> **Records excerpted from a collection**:
--------
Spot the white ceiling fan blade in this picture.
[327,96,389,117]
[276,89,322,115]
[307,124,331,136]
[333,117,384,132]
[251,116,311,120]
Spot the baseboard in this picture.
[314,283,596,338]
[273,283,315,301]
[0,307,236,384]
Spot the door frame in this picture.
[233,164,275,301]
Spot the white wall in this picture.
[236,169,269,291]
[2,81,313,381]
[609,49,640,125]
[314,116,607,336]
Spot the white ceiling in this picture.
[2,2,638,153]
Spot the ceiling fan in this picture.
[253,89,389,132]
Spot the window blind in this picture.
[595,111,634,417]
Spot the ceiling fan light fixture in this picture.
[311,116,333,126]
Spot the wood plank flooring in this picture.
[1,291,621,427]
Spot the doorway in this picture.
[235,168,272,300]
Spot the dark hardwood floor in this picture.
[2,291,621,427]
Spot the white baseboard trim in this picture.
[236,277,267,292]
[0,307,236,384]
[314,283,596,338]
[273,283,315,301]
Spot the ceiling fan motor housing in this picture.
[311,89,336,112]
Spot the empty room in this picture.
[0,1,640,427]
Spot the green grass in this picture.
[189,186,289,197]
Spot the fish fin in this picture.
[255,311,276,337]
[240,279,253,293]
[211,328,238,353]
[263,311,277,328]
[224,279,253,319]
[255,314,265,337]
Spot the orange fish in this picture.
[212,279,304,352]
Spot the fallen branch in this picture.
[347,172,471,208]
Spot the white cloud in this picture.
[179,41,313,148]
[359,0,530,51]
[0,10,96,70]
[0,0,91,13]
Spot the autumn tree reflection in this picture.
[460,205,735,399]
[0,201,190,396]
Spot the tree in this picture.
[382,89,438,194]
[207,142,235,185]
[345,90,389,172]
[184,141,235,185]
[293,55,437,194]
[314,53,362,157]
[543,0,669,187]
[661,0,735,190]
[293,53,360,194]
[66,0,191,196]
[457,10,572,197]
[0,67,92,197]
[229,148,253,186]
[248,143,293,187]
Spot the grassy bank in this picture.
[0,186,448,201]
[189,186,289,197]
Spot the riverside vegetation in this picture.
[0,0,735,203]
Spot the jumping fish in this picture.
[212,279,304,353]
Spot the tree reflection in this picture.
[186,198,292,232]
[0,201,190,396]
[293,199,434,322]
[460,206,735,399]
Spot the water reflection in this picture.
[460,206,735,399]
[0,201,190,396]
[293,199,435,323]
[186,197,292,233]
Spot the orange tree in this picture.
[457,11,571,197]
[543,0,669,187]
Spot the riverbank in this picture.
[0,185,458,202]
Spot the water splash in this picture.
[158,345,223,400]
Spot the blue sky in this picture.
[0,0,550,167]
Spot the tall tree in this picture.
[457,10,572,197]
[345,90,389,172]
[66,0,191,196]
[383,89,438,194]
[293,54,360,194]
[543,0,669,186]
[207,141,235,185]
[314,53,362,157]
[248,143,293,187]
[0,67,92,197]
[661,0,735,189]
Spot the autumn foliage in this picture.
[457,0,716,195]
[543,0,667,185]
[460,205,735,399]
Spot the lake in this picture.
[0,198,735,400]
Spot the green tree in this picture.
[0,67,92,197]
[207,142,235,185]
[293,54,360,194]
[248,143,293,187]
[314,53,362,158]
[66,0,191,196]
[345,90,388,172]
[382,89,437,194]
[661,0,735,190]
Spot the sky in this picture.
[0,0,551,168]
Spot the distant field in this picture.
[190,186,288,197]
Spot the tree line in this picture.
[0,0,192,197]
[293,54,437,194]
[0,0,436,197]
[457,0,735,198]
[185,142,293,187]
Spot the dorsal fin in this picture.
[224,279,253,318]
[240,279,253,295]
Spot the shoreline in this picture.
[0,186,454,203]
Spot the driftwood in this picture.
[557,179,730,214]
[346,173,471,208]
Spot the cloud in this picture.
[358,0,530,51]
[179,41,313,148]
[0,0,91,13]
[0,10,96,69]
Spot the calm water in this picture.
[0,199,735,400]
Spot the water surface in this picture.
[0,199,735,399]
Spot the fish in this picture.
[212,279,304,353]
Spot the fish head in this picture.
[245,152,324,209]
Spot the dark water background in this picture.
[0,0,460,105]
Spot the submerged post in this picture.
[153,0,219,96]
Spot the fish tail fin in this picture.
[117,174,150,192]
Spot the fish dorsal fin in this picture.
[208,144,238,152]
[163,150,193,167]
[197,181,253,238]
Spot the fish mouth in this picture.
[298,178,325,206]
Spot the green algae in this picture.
--------
> **WHAT THE TASK REQUIRES**: Lay out every line of the records above as a numbered list, leaving out any blank lines.

> **COMPLETE OUTPUT**:
1. Spot the white ceiling fan blade in this picture.
2. [327,96,389,117]
3. [276,89,322,115]
4. [307,124,331,136]
5. [333,117,384,132]
6. [251,116,311,120]
7. Spot the baseboard in this picture.
8. [314,283,596,338]
9. [273,283,315,301]
10. [0,307,236,384]
11. Spot the door frame in this picture.
12. [233,164,275,301]
13. Spot the white wall in this picture.
14. [236,169,269,291]
15. [2,81,313,381]
16. [609,49,640,125]
17. [314,116,607,336]
18. Spot the white ceiling in this picture.
19. [2,2,638,153]
20. Spot the ceiling fan in this picture.
21. [253,89,389,132]
22. Spot the window blind in this picture.
23. [595,111,634,417]
24. Spot the ceiling fan light fixture in this picture.
25. [311,116,333,126]
26. Spot the wood plank flooring in this picture.
27. [1,291,621,427]
28. Spot the doorway in this picture.
29. [235,168,272,300]
30. Spot the dark hardwood floor in this picture.
31. [2,291,621,427]
32. Spot the white baseboard trim in this picture.
33. [236,277,267,292]
34. [0,307,236,384]
35. [314,283,596,338]
36. [273,283,315,301]
37. Spot the ceiling fan motor housing in this picture.
38. [311,89,336,112]
39. Spot the empty room in this picture.
40. [0,1,640,427]
41. Spot the green grass in this picture.
42. [189,186,289,197]
43. Spot the fish fin in this picture.
44. [255,311,276,337]
45. [240,279,253,293]
46. [211,328,238,353]
47. [263,311,277,328]
48. [224,279,253,319]
49. [255,314,265,337]
50. Spot the orange fish in this picture.
51. [212,279,304,352]
52. Spot the fallen branch in this picture.
53. [347,172,471,208]
54. Spot the white cloud in this picture.
55. [179,41,313,148]
56. [359,0,530,51]
57. [0,10,96,70]
58. [0,0,91,13]
59. Spot the autumn tree reflection in this picture.
60. [460,205,735,399]
61. [0,201,190,396]
62. Spot the tree in this picture.
63. [382,89,438,194]
64. [207,142,235,185]
65. [345,90,389,172]
66. [184,141,235,185]
67. [293,55,437,194]
68. [314,53,362,157]
69. [543,0,669,187]
70. [661,0,735,190]
71. [293,53,360,194]
72. [66,0,191,196]
73. [457,10,572,197]
74. [0,67,92,197]
75. [229,148,253,186]
76. [248,143,293,187]
77. Spot the grassy bank in this picture.
78. [0,186,448,201]
79. [189,186,289,197]
80. Spot the riverside vegetation in this picture.
81. [0,0,735,203]
82. Spot the jumping fish in this picture.
83. [212,279,304,353]
84. Spot the tree reflection in this picture.
85. [186,198,292,232]
86. [0,201,190,396]
87. [293,199,434,322]
88. [460,206,735,399]
89. Spot the water reflection in this picture.
90. [460,206,735,399]
91. [0,201,190,396]
92. [293,199,435,323]
93. [186,197,292,233]
94. Spot the orange tree in this picture.
95. [457,11,571,197]
96. [543,0,669,187]
97. Spot the riverbank in this picture.
98. [0,185,458,202]
99. Spot the water splash in this picture.
100. [158,345,223,400]
101. Spot the blue sky in this picture.
102. [0,0,550,167]
103. Spot the tall tree in this picture.
104. [457,10,572,197]
105. [345,90,389,172]
106. [66,0,191,196]
107. [383,89,438,194]
108. [293,54,360,194]
109. [543,0,669,186]
110. [207,141,235,185]
111. [314,53,362,157]
112. [248,143,293,187]
113. [0,67,92,197]
114. [661,0,735,189]
115. Spot the autumn foliage in this picture.
116. [457,0,716,195]
117. [543,0,667,185]
118. [460,205,735,399]
119. Spot the lake in this picture.
120. [0,198,735,400]
121. Spot the green tree in this picture.
122. [0,67,92,197]
123. [207,142,235,185]
124. [293,54,360,194]
125. [248,143,293,187]
126. [314,53,362,158]
127. [66,0,191,196]
128. [345,90,388,172]
129. [382,89,437,194]
130. [661,0,735,190]
131. Spot the sky in this picture.
132. [0,0,551,168]
133. Spot the distant field in this picture.
134. [190,186,288,197]
135. Spot the tree line in this picture.
136. [0,0,192,197]
137. [293,54,437,194]
138. [0,0,436,197]
139. [457,0,735,198]
140. [185,142,293,187]
141. Spot the dorsal fin in this picture.
142. [224,279,253,318]
143. [240,279,253,295]
144. Spot the shoreline in this picture.
145. [0,186,454,203]
146. Spot the driftwood in this picture.
147. [557,179,730,214]
148. [346,173,471,208]
149. Spot the cloud in this picture.
150. [358,0,530,51]
151. [179,41,313,148]
152. [0,0,91,13]
153. [0,10,96,69]
154. Spot the calm water in this picture.
155. [0,199,735,400]
156. Spot the water surface in this picture.
157. [0,199,735,399]
158. Spot the fish in this picture.
159. [212,279,304,353]
160. Spot the fish head in this picture.
161. [245,152,324,209]
162. Spot the dark water background in this picture.
163. [0,0,460,105]
164. Spot the submerged post in this picture.
165. [153,0,219,96]
166. Spot the fish tail fin in this picture.
167. [117,174,150,192]
168. Spot the fish dorsal fin in this picture.
169. [208,144,238,152]
170. [163,150,193,167]
171. [197,181,253,238]
172. Spot the fish mouth in this picture.
173. [298,178,325,206]
174. Spot the green algae in this picture.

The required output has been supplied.